==== Source ====

Oil pastel on paper, texted sintra
19.5” x 27.5”
Feb. 18, 2004

Ice Bucket

   Every evening my Dad would come home from work and eventually make his way to the bar where he would crack open a whole tray of ice and dump it into the ice bucket. Then he made himself and my Mother a gin and tonic before dinner. It was a happy and relaxed time of day. The three of us sat in front of the T.V., my Dad to my left, my Mum to my right. My Mum always had her drink with lots of ice and a terry sock over the bottom of the glass to keep her hands from getting cold.

 

 

Quail Eggs and Spoons
Oil pastel on paper, texted sintra
19.5” x 27.5”
Aug. 17, 2006

Quail Eggs and Spoons

   Quail eggs are special. They’re small and precious, spotted to camouflage them from marauders. Though they are offered to us as a grocery item, I think that they are too special to eat.

   When I was young, we would go to our farm in the country every weekend. I would play with my friend Carol whose mother had come from England after the war, bringing a special cabinet with her. It had about a dozen small drawers which, when opened, revealed compartmentalized trays. Each compartment was carefully lined with cotton wool as a nest for one or more wild bird eggs. The cabinet was her bird egg collection. I loved to open each drawer and marvel at the eggs — big duckeggs to tiny sparrow eggs. They were each marvellous and magical.

 

 

The Jesuit’s Teapot
Oil pastel on paper, texted sintra
13.75” x 19.5”
July 19, 2007

The Jesuit’s Teapot

   It was suddenly cold. The river froze, cutting off their hopes of leaving this rough, northern place. The brothers knew that they were stuck there for the duration of the winter. Snow fell, the flakes falling gently and persistently, so beautiful and white, piling up on the branches of the trees and on the ground one flake upon the other until it was so deep that they needed snowshoes to walk. There was no winter like this back in France.

====

▶ **What the task asks**
Can you reproduce the descriptions of the three oil pastel works and their stories in full, word for word?

==== Dataset entries ====

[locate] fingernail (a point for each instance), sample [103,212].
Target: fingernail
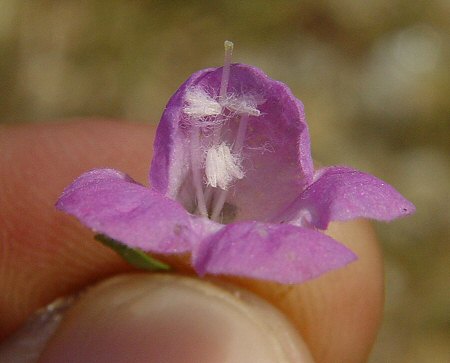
[173,319]
[27,343]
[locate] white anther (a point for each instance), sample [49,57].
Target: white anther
[244,104]
[222,167]
[200,104]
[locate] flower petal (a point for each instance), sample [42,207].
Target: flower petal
[341,193]
[113,204]
[282,253]
[275,155]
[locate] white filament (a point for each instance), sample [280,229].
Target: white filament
[222,167]
[243,105]
[200,104]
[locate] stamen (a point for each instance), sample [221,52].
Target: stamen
[196,170]
[222,167]
[237,148]
[224,84]
[200,104]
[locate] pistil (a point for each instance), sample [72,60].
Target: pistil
[196,171]
[221,195]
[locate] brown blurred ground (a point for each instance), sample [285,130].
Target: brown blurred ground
[373,76]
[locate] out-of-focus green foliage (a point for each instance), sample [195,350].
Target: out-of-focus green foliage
[373,76]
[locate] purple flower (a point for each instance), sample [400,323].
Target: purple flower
[232,182]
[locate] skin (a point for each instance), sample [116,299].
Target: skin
[45,254]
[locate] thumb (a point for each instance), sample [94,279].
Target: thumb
[171,319]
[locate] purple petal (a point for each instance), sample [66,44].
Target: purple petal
[113,204]
[170,164]
[342,193]
[282,253]
[276,157]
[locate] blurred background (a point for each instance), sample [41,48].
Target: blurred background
[373,75]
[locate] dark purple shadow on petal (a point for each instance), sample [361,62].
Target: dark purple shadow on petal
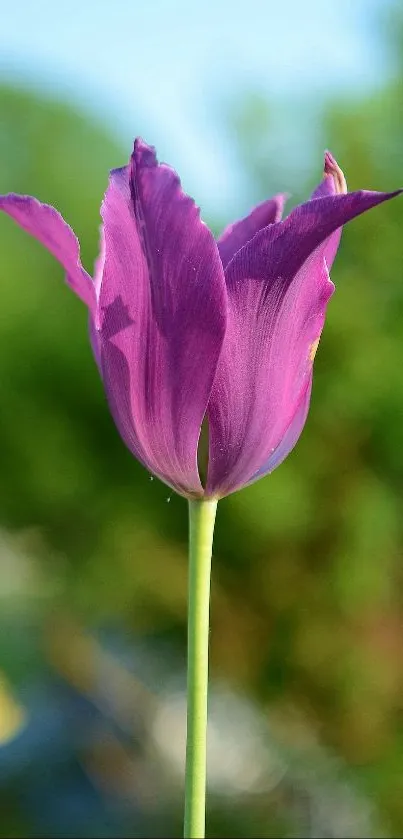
[162,304]
[281,269]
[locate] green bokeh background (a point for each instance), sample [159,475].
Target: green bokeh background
[307,605]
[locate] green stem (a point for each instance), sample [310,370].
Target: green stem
[201,528]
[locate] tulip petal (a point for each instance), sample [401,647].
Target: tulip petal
[236,235]
[47,225]
[290,438]
[161,317]
[278,287]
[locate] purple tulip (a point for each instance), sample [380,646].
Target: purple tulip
[186,329]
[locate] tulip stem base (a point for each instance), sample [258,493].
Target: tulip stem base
[201,529]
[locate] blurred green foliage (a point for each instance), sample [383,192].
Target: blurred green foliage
[307,606]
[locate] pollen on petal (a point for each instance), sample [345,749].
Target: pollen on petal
[331,167]
[312,350]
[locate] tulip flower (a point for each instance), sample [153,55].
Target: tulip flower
[191,333]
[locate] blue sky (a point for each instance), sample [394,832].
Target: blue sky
[165,69]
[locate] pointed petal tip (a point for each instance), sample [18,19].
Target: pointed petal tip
[143,154]
[332,168]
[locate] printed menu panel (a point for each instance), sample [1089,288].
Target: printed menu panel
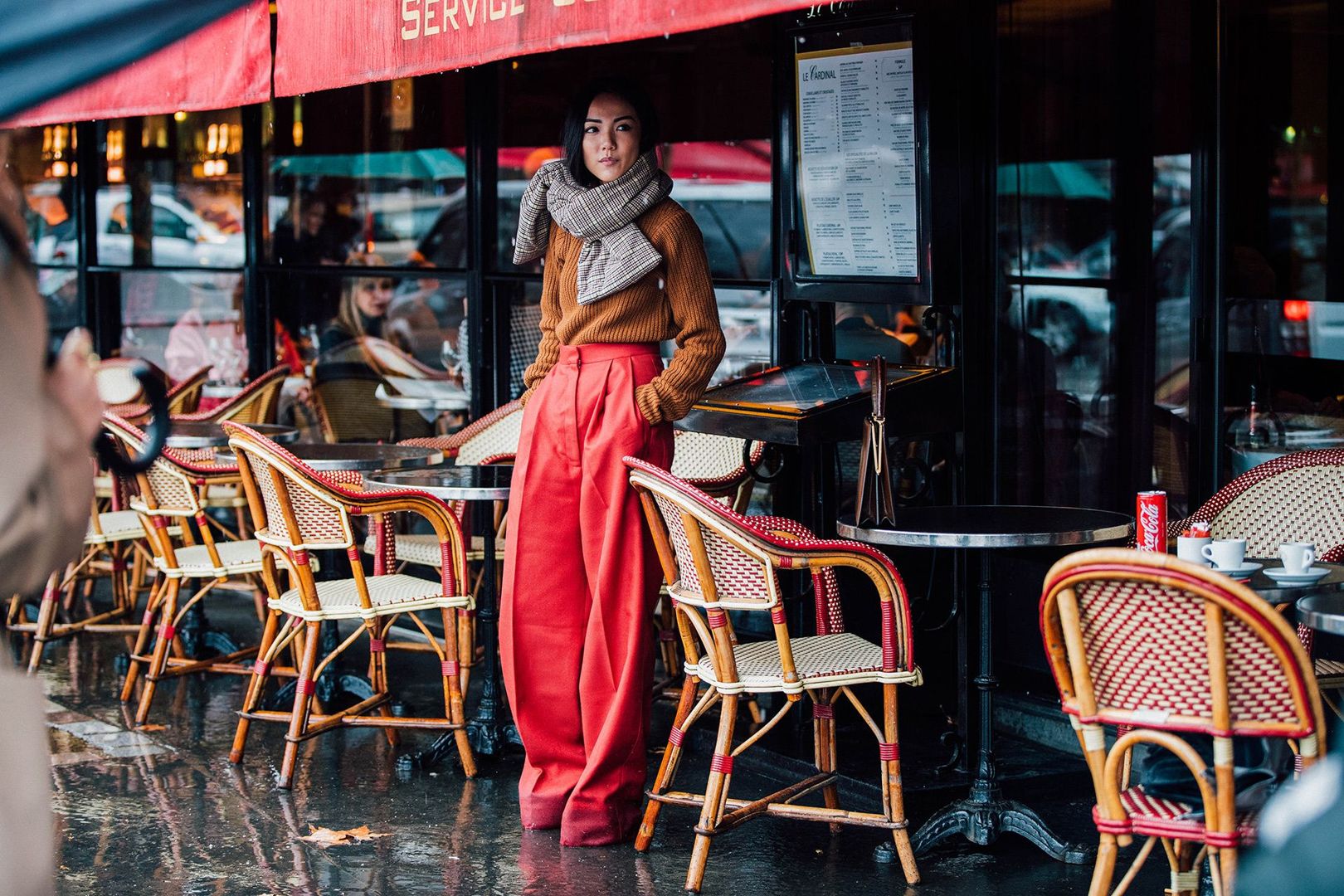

====

▶ **Response to the task**
Oil pastel on paper, texted sintra
19.5” x 27.5”
Feb. 18, 2004

Ice Bucket

   Every evening my Dad would come home from work and eventually make his way to the bar where he would crack open a whole tray of ice and dump it into the ice bucket. Then he made himself and my Mother a gin and tonic before dinner. It was a happy and relaxed time of day. The three of us sat in front of the T.V., my Dad to my left, my Mum to my right. My Mum always had her drink with lots of ice and a terry sock over the bottom of the glass to keep her hands from getting cold.

 

 

Quail Eggs and Spoons
Oil pastel on paper, texted sintra
19.5” x 27.5”
Aug. 17, 2006

Quail Eggs and Spoons

   Quail eggs are special. They’re small and precious, spotted to camouflage them from marauders. Though they are offered to us as a grocery item, I think that they are too special to eat.

   When I was young, we would go to our farm in the country every weekend. I would play with my friend Carol whose mother had come from England after the war, bringing a special cabinet with her. It had about a dozen small drawers which, when opened, revealed compartmentalized trays. Each compartment was carefully lined with cotton wool as a nest for one or more wild bird eggs. The cabinet was her bird egg collection. I loved to open each drawer and marvel at the eggs — big duckeggs to tiny sparrow eggs. They were each marvellous and magical.

 

 

The Jesuit’s Teapot
Oil pastel on paper, texted sintra
13.75” x 19.5”
July 19, 2007

The Jesuit’s Teapot

   It was suddenly cold. The river froze, cutting off their hopes of leaving this rough, northern place. The brothers knew that they were stuck there for the duration of the winter. Snow fell, the flakes falling gently and persistently, so beautiful and white, piling up on the branches of the trees and on the ground one flake upon the other until it was so deep that they needed snowshoes to walk. There was no winter like this back in France.